_What you will do_. Repeat the records below line for line, leaving out the pictures.

==== Information provided ====

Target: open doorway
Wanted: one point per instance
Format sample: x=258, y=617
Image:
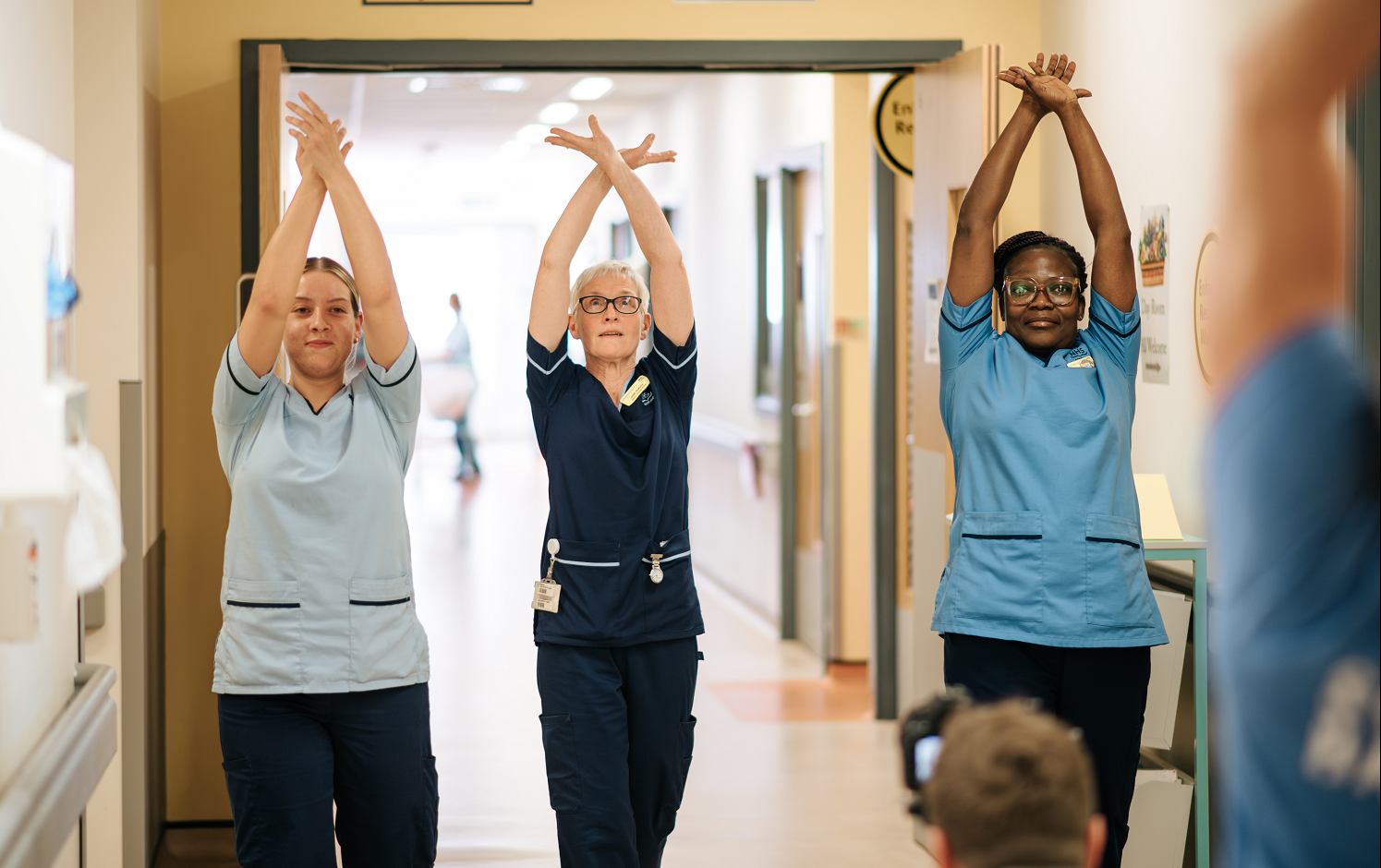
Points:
x=465, y=196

====

_The solution_.
Target: open doorway
Wanted: one point per instance
Format sample: x=258, y=617
Image:
Points:
x=465, y=196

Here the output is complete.